[Provided records]
______________________________
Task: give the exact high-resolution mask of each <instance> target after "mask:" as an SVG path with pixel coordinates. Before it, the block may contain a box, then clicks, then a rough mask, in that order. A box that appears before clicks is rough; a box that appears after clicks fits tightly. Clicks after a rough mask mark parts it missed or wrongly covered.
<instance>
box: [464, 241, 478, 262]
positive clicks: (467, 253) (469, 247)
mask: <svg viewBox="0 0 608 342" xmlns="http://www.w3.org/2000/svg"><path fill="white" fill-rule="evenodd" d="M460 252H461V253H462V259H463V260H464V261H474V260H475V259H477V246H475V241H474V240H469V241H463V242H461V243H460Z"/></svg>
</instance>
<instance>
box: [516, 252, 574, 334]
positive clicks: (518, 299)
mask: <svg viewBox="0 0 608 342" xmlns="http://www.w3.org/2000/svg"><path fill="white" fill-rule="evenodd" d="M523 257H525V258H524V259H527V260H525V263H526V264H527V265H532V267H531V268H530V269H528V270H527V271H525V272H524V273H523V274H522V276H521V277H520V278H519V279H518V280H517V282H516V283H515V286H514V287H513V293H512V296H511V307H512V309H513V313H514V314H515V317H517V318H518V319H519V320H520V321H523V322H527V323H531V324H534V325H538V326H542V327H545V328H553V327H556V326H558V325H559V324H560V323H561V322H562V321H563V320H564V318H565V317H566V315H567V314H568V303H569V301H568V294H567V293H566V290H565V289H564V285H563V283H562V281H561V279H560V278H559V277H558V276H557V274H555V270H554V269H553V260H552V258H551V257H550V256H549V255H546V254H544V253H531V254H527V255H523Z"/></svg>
______________________________
[Work instruction] Convert every line of the rows above into a Markdown table with the columns No and Line, giving each line its number and skipping any blank lines.

[Output for this exercise]
| No | Line |
|---|---|
| 1 | Task: give the exact high-resolution mask of each <instance> target after "mask:" as an SVG path with pixel coordinates. Before it, the block may contain a box, then clicks, then a rough mask, in that order. A box that appears before clicks is rough; a box that appears after clicks fits tightly. Clicks after a rough mask mark parts it missed or wrongly covered. |
| 2 | <instance> |
| 3 | box: [464, 241, 478, 262] |
| 4 | positive clicks: (467, 253) (469, 247) |
| 5 | mask: <svg viewBox="0 0 608 342" xmlns="http://www.w3.org/2000/svg"><path fill="white" fill-rule="evenodd" d="M460 252H461V253H462V259H463V260H464V261H474V260H475V259H477V246H475V241H474V240H469V241H463V242H461V243H460Z"/></svg> |
| 6 | </instance> |
| 7 | <instance> |
| 8 | box: [516, 252, 574, 334] |
| 9 | positive clicks: (518, 299) |
| 10 | mask: <svg viewBox="0 0 608 342" xmlns="http://www.w3.org/2000/svg"><path fill="white" fill-rule="evenodd" d="M523 257H525V258H524V259H527V260H525V263H526V264H527V265H532V267H531V268H530V269H528V270H527V271H525V272H524V273H523V274H522V276H521V277H520V278H519V279H518V280H517V282H516V283H515V286H514V287H513V293H512V296H511V307H512V309H513V313H514V314H515V317H517V318H518V319H519V320H520V321H523V322H527V323H531V324H534V325H538V326H542V327H545V328H553V327H556V326H558V325H559V324H560V323H561V322H562V321H563V320H564V318H565V317H566V315H567V314H568V303H569V301H568V294H567V293H566V290H565V289H564V285H563V283H562V281H561V279H560V278H559V277H558V276H557V274H555V270H554V269H553V260H552V258H551V257H550V256H549V255H546V254H544V253H531V254H527V255H523Z"/></svg> |